[WHAT TO DO]
Copy exactly the lines of the records below, and only those lines, beginning with the line that contains "the suit shoulder" and ending with the line that contains "the white hair".

[WORKING DATA]

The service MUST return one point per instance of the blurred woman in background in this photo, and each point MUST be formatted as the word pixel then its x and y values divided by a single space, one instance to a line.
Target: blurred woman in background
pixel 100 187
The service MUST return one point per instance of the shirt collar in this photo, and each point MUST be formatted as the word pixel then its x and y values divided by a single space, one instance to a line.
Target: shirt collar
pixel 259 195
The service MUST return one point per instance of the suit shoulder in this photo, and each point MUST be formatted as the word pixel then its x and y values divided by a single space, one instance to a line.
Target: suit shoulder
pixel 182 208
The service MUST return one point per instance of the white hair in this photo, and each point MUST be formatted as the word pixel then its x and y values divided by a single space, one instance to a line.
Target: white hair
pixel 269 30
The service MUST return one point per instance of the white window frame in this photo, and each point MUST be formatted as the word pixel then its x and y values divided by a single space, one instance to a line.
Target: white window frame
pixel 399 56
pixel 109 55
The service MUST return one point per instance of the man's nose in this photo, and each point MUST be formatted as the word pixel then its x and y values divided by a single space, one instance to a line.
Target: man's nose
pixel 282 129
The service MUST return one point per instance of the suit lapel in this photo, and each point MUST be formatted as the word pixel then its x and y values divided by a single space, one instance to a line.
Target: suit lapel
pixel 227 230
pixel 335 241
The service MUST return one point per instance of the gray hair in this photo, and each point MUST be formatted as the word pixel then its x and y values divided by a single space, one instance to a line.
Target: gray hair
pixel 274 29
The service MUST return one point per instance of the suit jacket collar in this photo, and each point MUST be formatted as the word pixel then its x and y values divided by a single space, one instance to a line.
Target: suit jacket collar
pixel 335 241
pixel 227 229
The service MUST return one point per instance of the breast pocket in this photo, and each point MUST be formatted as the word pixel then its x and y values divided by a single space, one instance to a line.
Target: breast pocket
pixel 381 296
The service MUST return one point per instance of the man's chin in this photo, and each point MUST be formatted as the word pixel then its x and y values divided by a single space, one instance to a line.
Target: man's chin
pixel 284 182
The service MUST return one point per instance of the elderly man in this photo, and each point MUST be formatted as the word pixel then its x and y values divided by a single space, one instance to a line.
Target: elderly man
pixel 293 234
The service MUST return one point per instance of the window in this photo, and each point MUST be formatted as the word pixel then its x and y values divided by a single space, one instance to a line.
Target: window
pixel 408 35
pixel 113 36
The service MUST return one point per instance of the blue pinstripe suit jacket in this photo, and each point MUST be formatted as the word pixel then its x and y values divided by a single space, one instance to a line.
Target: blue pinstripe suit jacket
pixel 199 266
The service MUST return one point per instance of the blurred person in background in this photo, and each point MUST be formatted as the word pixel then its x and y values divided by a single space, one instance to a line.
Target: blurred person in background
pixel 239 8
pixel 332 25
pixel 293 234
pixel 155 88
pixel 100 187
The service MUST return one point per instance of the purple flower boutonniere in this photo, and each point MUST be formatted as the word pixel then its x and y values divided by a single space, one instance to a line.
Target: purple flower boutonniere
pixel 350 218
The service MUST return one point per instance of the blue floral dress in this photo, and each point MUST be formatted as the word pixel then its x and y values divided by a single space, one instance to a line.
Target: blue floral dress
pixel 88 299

---

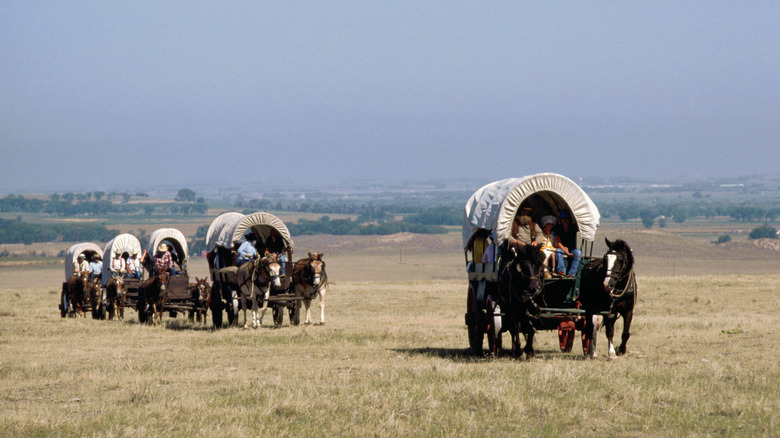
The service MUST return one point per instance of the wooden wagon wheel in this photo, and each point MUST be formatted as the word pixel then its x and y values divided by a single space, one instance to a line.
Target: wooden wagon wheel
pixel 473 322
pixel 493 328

[EXERCISE RESPONSE]
The service MUST return one point per instance of the suit shoulder in this photo, and each point MUST be formatted as the word pixel then its x and y values divided by a single space, one instance to a line.
Target: suit shoulder
pixel 182 208
The service MUST return one point per instance of the white hair in this photo, and each point MUST be formatted as the word pixel then its x and y values divided by a single space, one instance to a line.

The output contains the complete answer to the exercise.